Enregistrements d'un jeu de données
+-------+
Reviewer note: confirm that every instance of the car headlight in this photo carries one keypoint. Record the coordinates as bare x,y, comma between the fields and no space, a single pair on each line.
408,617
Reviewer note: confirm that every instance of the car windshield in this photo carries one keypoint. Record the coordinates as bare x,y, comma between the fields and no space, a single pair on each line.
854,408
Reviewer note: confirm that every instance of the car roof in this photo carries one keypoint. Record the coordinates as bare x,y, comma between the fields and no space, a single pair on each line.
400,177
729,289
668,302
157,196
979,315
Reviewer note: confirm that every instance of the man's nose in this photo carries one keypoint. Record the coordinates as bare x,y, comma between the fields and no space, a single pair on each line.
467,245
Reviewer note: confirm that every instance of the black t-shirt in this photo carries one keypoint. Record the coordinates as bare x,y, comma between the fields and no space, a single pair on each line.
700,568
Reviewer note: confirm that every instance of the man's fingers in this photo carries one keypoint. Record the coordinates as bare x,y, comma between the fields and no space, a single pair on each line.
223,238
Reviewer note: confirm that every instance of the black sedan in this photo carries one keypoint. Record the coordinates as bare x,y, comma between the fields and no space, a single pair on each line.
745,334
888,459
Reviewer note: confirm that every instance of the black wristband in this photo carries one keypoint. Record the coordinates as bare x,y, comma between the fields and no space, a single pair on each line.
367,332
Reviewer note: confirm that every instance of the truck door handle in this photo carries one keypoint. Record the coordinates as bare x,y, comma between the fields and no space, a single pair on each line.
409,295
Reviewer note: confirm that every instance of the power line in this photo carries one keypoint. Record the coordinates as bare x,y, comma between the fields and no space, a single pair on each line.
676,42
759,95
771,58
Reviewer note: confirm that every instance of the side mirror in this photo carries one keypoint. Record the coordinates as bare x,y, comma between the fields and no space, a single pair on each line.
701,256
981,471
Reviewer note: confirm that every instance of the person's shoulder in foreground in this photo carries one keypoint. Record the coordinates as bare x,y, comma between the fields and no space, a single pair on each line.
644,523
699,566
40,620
+-------+
Extrayez telles quelles les lignes des enregistrements, en commençant à la ligne qui contient « Reviewer note: confirm that every instance of the side » et en vous arrêtant à la fin des enregistrements, ces deux bornes comprises.

◆ Exercice corrigé ◆
Reviewer note: confirm that every instance of the side mirror in this photo carries one keypoint. Record the coordinates as bare x,y, comma between the fields and no space, a single pair on each line.
701,256
981,471
Reviewer note: confirm that every instance of the person's shoulder in foreground in this photo carries one keypoint. Record the coordinates as bare x,y, comma between the fields and no space, a single pair on each line.
644,523
699,566
40,620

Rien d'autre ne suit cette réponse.